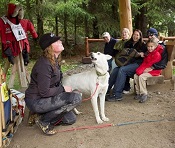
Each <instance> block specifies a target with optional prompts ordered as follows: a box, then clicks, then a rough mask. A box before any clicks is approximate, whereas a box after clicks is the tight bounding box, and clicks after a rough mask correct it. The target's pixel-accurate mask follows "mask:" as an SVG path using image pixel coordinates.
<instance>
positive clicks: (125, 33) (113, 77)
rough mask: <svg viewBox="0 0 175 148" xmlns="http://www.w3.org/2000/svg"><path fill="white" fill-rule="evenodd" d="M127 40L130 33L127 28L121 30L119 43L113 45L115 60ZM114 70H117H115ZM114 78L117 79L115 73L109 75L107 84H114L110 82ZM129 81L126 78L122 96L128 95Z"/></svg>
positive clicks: (118, 41)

+---+

■ The task:
Quote all of the data above verbatim, leaving out the picture.

■ Solution:
Each <instance> block specifies a target with optional prompts ordered as follows: a box, then clicks, then a rough mask. A box before any clicks is approximate, whereas a box after clicks is the tight bounding box, and clicks after a rough mask correct it. The target's pixel-accurate mask follows "mask:" as an SVG path using image pixel coordinates.
<instance>
positive clicks: (125, 33) (113, 77)
rough mask: <svg viewBox="0 0 175 148" xmlns="http://www.w3.org/2000/svg"><path fill="white" fill-rule="evenodd" d="M127 40L130 33L127 28L121 30L119 43L113 45L115 60ZM114 70H117H115ZM114 78L117 79L115 73L109 75L107 84H114L110 82ZM129 81L126 78L122 96L128 95Z"/></svg>
positive clicks: (118, 41)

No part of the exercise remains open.